Management recommends, and the persons named in the enclosed Proxy intend to vote in favour of, the approval of the Stock Option Plan.
The text of the resolution to be passed is as follows. In order to be passed, a majority of the votes cast at the Meeting in person or by Proxy must be voted in favour of the resolution.
“BE IT RESOLVED THAT the Company’s stock option plan, as amended, be and is hereby ratified, confirmed and approved with such additional provisions and amendments, provided that such are not inconsistent with the policies of the TSX Venture Exchange, as the directors of the Company may deem necessary or advisable.”
Approval of Amended Performance and Restricted Share Unit Plan
The Company has in place a fixed number Performance and Restricted Share Unit Plan (the “ PRSU Plan ”) which was first adopted by the Board on May 5, 2021 and approved by Shareholders at the Company’s annual general meeting of Shareholders held on December 22, 2022.
The PRSU Plan provides for the issuance of “restricted share units” (“ RSUs ”) and “performance share units” (“ PSUs ”) to employees, consultants, officers or directors of the Company and its subsidiaries (the “ Participants ”). The Board intends to use RSUs and PSUs to be issued under the PRSU Plan, as well as stock options to be issued under the Stock Option Plan, as part of the Company’s overall executive compensation plan and to assist the Company in attracting and retaining talented individuals. Since the value of RSUs and PSUs increase or decrease with the price of the common shares, RSUs and PSUs reflect a philosophy of aligning the interests of holders with those of the shareholders by tying compensation to share price performance.

* [GIVEN TASK 1]:
Could you reproduce the contour labeling records line for line, without the pictures?

[Contour labeling records]

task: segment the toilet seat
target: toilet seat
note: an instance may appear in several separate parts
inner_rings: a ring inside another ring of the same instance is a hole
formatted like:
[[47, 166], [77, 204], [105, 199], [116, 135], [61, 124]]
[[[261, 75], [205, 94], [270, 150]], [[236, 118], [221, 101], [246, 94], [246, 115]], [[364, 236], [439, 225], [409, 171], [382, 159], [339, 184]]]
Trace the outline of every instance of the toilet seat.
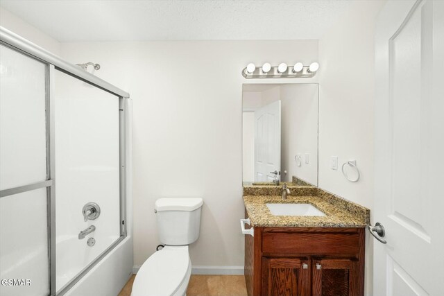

* [GIVEN TASK 2]:
According to the proxy passage, on what date did the Board first adopt the PRSU Plan?

* [TASK OUTPUT 1]:
task: segment the toilet seat
target: toilet seat
note: an instance may appear in several separate parts
inner_rings: a ring inside another ring of the same instance is a hole
formatted like:
[[47, 166], [77, 204], [105, 199], [116, 135], [61, 124]]
[[[261, 75], [205, 94], [270, 150]], [[236, 118], [221, 101], [246, 94], [246, 115]], [[364, 236], [439, 225], [409, 171], [382, 159], [339, 184]]]
Trace the outline of every instance of the toilet seat.

* [TASK OUTPUT 2]:
May 5, 2021.